__Work required__.
How many of the lines below include the word "outline"? Only the number should be given.

Collected data entries

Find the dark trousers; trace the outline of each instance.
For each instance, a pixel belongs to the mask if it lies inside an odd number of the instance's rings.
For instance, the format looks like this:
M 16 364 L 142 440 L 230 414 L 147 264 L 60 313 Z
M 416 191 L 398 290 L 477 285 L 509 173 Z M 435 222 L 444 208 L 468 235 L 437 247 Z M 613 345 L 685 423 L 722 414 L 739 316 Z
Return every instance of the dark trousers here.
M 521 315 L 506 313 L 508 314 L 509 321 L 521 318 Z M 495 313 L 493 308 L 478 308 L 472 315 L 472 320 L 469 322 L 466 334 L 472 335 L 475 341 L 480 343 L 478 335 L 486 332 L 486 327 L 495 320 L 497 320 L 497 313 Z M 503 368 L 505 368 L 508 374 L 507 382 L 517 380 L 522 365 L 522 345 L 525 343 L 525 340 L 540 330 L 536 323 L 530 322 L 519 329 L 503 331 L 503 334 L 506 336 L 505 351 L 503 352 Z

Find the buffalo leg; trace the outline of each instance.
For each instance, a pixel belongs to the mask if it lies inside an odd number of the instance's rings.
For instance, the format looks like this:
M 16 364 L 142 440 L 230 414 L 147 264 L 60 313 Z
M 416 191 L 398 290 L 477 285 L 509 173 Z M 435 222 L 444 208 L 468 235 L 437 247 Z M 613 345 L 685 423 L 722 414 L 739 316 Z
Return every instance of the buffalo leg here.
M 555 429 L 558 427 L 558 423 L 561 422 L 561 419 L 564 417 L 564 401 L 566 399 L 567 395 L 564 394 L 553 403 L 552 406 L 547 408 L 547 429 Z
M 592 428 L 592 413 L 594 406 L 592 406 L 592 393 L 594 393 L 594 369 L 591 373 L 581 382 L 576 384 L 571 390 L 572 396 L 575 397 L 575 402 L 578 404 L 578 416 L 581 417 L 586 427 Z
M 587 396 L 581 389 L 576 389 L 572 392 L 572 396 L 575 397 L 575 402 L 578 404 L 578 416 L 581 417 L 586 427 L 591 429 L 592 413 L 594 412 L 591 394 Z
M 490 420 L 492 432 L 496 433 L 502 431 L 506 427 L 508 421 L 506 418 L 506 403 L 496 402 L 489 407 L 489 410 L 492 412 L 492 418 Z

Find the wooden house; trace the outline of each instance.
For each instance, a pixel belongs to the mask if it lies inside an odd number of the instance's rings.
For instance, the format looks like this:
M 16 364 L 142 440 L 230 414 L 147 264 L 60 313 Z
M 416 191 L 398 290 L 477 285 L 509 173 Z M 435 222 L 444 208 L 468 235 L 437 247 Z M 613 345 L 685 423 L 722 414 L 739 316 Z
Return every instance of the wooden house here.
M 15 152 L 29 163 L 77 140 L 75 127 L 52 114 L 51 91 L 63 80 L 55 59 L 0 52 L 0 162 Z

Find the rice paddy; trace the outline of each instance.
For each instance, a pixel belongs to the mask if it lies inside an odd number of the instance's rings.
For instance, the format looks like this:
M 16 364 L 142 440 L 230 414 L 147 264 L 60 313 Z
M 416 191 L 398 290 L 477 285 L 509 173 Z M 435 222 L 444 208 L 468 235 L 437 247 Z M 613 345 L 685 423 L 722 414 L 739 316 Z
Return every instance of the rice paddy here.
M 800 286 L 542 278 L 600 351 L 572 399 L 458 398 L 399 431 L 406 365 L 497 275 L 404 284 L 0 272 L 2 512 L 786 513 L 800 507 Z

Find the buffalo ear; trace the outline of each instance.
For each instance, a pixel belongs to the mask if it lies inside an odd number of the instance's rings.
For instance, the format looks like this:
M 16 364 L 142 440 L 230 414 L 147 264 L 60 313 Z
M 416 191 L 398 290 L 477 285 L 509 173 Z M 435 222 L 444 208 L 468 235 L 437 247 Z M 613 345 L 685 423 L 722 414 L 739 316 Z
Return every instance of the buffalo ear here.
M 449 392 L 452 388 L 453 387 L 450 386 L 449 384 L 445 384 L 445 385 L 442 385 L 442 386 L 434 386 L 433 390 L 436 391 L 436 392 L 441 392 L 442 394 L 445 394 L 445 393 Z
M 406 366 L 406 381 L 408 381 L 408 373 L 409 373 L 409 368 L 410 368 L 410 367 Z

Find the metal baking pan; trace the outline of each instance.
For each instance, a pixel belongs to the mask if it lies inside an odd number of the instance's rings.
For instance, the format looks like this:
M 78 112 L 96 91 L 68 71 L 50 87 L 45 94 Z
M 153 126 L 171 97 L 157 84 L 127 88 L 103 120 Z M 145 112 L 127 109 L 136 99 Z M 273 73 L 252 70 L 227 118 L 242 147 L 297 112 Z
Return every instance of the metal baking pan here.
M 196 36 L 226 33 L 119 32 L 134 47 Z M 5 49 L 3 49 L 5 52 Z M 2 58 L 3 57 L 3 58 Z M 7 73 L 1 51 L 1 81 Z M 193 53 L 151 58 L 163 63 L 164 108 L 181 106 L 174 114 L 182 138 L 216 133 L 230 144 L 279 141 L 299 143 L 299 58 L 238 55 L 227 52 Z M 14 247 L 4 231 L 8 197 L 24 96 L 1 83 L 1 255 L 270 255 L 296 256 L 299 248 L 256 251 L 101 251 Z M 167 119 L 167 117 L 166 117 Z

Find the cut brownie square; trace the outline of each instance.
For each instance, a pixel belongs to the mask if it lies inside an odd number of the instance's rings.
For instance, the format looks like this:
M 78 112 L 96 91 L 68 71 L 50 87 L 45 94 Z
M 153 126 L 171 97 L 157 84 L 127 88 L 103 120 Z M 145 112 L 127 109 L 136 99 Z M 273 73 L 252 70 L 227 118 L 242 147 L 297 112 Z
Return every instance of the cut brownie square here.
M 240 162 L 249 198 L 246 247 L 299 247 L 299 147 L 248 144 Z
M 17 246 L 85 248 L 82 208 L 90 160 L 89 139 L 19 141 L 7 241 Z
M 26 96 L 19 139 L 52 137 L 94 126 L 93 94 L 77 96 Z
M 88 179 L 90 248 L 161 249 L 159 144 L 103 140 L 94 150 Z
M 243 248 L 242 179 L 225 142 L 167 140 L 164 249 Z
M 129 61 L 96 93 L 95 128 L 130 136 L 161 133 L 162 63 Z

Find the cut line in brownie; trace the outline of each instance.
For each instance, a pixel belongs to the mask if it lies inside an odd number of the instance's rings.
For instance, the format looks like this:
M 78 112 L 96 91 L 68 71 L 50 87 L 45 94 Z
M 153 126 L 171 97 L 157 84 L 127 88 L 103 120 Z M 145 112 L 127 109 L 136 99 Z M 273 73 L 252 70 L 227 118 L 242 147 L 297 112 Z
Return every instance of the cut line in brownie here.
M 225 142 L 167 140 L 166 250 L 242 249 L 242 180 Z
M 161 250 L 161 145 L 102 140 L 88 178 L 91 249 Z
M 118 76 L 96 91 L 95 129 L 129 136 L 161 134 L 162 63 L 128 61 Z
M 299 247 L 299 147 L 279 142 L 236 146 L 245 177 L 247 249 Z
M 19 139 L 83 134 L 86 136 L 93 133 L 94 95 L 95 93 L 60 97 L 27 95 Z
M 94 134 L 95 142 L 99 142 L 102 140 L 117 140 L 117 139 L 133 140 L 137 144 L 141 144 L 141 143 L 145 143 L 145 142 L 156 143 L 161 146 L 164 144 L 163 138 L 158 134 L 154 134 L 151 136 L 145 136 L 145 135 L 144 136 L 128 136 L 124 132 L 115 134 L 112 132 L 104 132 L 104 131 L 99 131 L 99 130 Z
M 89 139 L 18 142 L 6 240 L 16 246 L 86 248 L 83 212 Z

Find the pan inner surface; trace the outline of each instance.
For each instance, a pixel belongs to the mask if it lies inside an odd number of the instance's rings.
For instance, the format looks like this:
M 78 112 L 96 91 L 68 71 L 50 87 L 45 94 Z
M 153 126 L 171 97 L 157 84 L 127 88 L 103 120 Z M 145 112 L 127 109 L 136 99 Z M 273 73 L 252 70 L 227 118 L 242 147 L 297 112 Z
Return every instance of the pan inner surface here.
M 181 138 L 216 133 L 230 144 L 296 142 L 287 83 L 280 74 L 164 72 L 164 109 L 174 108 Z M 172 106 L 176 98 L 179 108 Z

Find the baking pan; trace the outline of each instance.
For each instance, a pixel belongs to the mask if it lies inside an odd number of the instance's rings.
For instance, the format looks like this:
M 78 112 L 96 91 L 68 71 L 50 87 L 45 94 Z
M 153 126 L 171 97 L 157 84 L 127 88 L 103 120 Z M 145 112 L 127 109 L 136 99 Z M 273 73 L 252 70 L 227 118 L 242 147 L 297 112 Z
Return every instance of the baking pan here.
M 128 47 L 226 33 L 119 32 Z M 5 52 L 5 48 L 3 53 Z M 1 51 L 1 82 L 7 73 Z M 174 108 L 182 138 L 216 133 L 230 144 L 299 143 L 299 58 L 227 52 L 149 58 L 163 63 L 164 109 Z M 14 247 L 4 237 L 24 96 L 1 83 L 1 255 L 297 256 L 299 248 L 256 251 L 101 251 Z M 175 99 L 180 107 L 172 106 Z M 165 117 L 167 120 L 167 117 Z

__Response below__.
10